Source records
════════════════

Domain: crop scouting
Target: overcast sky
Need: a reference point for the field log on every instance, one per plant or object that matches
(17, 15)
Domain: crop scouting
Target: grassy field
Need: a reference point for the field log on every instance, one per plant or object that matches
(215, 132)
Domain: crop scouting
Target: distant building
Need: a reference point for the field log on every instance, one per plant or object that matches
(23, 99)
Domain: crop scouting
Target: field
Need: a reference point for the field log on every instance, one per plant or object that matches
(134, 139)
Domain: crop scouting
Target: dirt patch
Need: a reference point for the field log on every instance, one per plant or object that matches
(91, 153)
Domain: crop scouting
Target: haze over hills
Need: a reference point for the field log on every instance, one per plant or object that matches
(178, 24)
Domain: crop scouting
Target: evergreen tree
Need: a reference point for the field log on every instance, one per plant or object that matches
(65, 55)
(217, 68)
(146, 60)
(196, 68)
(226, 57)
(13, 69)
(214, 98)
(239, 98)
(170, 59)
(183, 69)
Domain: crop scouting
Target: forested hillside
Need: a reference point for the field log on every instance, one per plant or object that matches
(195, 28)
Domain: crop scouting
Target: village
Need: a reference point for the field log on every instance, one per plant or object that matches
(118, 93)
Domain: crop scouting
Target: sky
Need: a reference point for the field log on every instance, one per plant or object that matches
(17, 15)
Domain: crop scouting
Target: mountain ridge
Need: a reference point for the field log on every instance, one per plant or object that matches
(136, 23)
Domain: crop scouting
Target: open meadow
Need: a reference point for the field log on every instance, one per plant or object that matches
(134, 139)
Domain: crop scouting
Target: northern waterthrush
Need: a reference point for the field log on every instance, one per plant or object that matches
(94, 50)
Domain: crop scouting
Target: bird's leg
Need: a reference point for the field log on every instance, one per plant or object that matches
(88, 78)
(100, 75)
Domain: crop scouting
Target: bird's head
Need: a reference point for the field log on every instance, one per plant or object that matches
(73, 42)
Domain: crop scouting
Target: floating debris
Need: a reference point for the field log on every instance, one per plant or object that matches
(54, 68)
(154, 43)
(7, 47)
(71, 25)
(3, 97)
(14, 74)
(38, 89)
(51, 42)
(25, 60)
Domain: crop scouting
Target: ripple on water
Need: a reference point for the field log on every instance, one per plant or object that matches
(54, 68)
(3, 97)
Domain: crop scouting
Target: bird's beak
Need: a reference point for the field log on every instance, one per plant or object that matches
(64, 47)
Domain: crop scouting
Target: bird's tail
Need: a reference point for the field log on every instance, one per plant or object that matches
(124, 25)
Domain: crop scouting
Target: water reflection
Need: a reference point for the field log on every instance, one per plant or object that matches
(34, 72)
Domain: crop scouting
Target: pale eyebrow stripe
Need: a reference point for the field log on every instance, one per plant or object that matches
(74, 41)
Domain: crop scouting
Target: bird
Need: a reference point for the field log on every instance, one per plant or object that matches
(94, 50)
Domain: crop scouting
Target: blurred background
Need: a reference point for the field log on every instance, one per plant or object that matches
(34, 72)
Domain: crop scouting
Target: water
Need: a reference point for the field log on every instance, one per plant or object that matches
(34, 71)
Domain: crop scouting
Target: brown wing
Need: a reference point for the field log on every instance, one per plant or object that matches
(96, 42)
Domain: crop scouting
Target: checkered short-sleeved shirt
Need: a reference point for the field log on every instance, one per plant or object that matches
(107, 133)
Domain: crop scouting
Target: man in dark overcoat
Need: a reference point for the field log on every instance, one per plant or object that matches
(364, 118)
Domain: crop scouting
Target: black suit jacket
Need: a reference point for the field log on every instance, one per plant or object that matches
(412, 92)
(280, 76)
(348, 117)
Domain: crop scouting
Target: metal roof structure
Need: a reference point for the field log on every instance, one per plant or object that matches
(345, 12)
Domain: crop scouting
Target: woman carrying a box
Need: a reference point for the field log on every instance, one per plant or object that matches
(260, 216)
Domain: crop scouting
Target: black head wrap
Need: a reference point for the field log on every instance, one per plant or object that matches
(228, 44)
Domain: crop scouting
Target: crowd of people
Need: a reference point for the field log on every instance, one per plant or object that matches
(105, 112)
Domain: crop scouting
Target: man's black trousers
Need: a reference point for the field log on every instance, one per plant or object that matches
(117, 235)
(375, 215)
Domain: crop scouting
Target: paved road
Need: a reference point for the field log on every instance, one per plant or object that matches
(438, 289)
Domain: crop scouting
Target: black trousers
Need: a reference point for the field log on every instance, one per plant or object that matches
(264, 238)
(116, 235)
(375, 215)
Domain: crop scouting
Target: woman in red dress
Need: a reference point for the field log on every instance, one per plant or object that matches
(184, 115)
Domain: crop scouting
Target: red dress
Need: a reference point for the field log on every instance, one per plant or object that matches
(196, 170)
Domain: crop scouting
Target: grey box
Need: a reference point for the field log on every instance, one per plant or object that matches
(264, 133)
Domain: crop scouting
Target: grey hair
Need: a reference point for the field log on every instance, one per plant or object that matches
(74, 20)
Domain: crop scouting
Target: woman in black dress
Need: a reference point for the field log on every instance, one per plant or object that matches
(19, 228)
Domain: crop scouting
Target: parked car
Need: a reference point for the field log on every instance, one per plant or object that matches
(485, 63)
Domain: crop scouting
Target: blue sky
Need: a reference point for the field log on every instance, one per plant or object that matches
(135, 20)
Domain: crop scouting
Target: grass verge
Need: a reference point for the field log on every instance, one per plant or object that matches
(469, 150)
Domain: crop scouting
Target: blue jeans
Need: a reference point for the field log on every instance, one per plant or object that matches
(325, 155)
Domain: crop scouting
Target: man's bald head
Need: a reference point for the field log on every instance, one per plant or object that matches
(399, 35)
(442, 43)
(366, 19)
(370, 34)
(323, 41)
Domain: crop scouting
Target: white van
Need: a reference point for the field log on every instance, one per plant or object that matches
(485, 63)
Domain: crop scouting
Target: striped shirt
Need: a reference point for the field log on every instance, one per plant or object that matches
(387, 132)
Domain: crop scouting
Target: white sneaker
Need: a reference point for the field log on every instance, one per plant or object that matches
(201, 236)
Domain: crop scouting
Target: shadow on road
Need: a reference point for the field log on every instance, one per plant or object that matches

════════════════

**What to produce**: Write out the entire listing exactly.

**Answer to the problem**:
Domain: crop scouting
Target: overcast sky
Need: a reference point for the field log on every instance, one per plant or object that matches
(17, 15)
Domain: crop scouting
Target: grassy field
Need: a reference point for the field log on every instance, one per plant or object that matches
(215, 132)
Domain: crop scouting
Target: distant building
Need: a reference point for the field log on every instance, one per plant or object that matches
(23, 99)
Domain: crop scouting
Target: field
Need: a reference point for the field log on every instance, one per plant or object that matches
(134, 139)
Domain: crop scouting
Target: dirt patch
Need: a reference point for the field log on every instance, one per plant or object that matches
(91, 153)
Domain: crop scouting
Target: haze over hills
Need: a reference point for the field log on every instance, one per plant or object that matches
(178, 24)
Domain: crop scouting
Target: evergreen tree
Need: a reference point for the field log on every instance, one per plant or object that matches
(65, 55)
(217, 68)
(146, 60)
(196, 68)
(226, 57)
(13, 69)
(214, 98)
(239, 98)
(170, 59)
(183, 69)
Domain: crop scouting
Target: forested hillside
Need: a reference point for the field log on every instance, one per plant or object that matches
(195, 28)
Domain: crop scouting
Target: village
Need: a reference point for the field log on every instance, one per plant or object that matches
(118, 93)
Domain: crop scouting
Target: sky
Need: a reference point for the field log on every instance, one per plant or object that matches
(17, 15)
Domain: crop scouting
Target: mountain ridge
Need: a reference point for the field log on every instance, one per plant or object that matches
(136, 23)
Domain: crop scouting
Target: open meadow
Need: a reference point for the field log on every instance, one per plant or object that matches
(134, 139)
Domain: crop scouting
Target: northern waterthrush
Need: a reference point for the field log on every instance, one per plant or object that matches
(94, 50)
Domain: crop scouting
Target: bird's leg
Need: a reference point for the field log on every instance, one per plant or object that matches
(88, 78)
(100, 75)
Domain: crop scouting
Target: bird's head
Need: a reference point for the field log on every instance, one per plant or object that matches
(73, 42)
Domain: crop scouting
Target: floating debris
Need: a reference point for the field log on every instance, one per plant or object that matches
(54, 68)
(154, 43)
(7, 47)
(71, 25)
(3, 97)
(14, 74)
(38, 89)
(51, 42)
(25, 60)
Domain: crop scouting
Target: ripple on water
Need: a reference point for the field log on every instance, one per plant or object that matches
(54, 68)
(3, 97)
Domain: crop scouting
Target: bird's beak
Need: a reference point for the field log on every instance, one per plant or object that matches
(64, 47)
Domain: crop scouting
Target: bird's tail
Need: a reference point for the field log on every instance, one per plant or object that matches
(124, 25)
Domain: crop scouting
Target: water reflection
Need: a reference point for the field log on every instance, one per plant or object that matches
(34, 72)
Domain: crop scouting
Target: pale eyebrow stripe
Need: a reference point for the field log on every instance, one per plant or object that matches
(74, 41)
Domain: crop scouting
Target: bird
Need: a reference point for the field log on every instance, one per plant or object that matches
(94, 50)
Domain: crop scouting
Target: blurred background
Need: a reference point for the field log on every instance, one per plant or object that matches
(34, 72)
Domain: crop scouting
Target: water
Need: a reference point for the field log on every instance, one per plant or object that matches
(34, 71)
Domain: crop scouting
Target: brown wing
Need: a reference point for the field log on every instance, one per plant or object that matches
(96, 42)
Domain: crop scouting
Target: checkered short-sleeved shirt
Need: a reference point for the field log on every instance, one per plant or object that matches
(107, 133)
Domain: crop scouting
Target: man in dark overcoat
Need: a reference point for the field log on every instance, one per plant or object that matches
(364, 118)
Domain: crop scouting
Target: black suit jacket
Need: a reference point for the field log on every instance, one per plant or object that matches
(412, 92)
(280, 76)
(348, 117)
Domain: crop scouting
Target: metal roof structure
Need: a reference point for the field log on every instance, one per plant or object that matches
(345, 12)
Domain: crop scouting
Target: woman carrying a box
Need: a reference point for the field log on every instance, one per plant or object that matches
(260, 216)
Domain: crop scouting
Target: black head wrap
Need: a reference point for the field log on every instance, one per plant or object that matches
(228, 44)
Domain: crop scouting
Target: crowd of people
Need: a reference point for the field log on every instance, one per plant or object that matches
(105, 112)
Domain: crop scouting
Target: man's black trousers
Need: a reference point for the field log on every instance, one per plant or object that matches
(117, 235)
(375, 215)
Domain: crop scouting
Target: paved road
Need: a reference point for the field log on every instance, one per plant or object that matches
(438, 289)
Domain: crop scouting
Target: black trousers
Need: a reference point for the field log on every instance, one per plant or object that matches
(264, 238)
(116, 235)
(375, 215)
Domain: crop scouting
Target: woman in red dress
Need: a reference point for the field log on every instance, one per plant or object that matches
(184, 115)
Domain: crop scouting
Target: red dress
Need: a reference point for the field log on every instance, one per plant or object that matches
(196, 170)
Domain: crop scouting
Target: grey box
Need: a reference point for the field log on every instance, one per plant or object that matches
(264, 133)
Domain: crop scouting
Target: grey hair
Need: a reference point for the field log on every instance, one per plant or object that matches
(74, 20)
Domain: crop scouting
Target: woman in black dress
Need: a reference point for the field log on every instance, one per plant or object that matches
(19, 228)
Domain: crop scouting
Target: parked car
Need: a reference point for the field log on every instance, one per plant or object that matches
(485, 63)
Domain: crop scouting
Target: blue sky
Need: a reference point for the field log on every instance, one per plant or object that matches
(135, 20)
Domain: crop scouting
Target: grass verge
Need: a reference point for the field log on every instance, one per plant or object that matches
(469, 150)
Domain: crop scouting
Target: blue jeans
Need: a reference point for the field log on every instance, one per plant or object that matches
(325, 155)
Domain: crop scouting
Target: man's bald head
Need: a reference point for the field log on every instance, one per plant or object that matches
(399, 35)
(442, 43)
(366, 19)
(370, 34)
(323, 41)
Domain: crop scouting
Target: white van
Need: a reference point for the field log on every instance, one per plant or object that matches
(485, 63)
Domain: crop scouting
Target: striped shirt
Need: a reference point for the field log on every instance, one per plant or object that matches
(387, 132)
Domain: crop scouting
Target: white sneaker
Need: a reference point for the field log on every instance, one per plant or object that matches
(201, 236)
Domain: crop scouting
Target: shadow on road
Need: a reference point for the field log on every instance, one per plant or object that matches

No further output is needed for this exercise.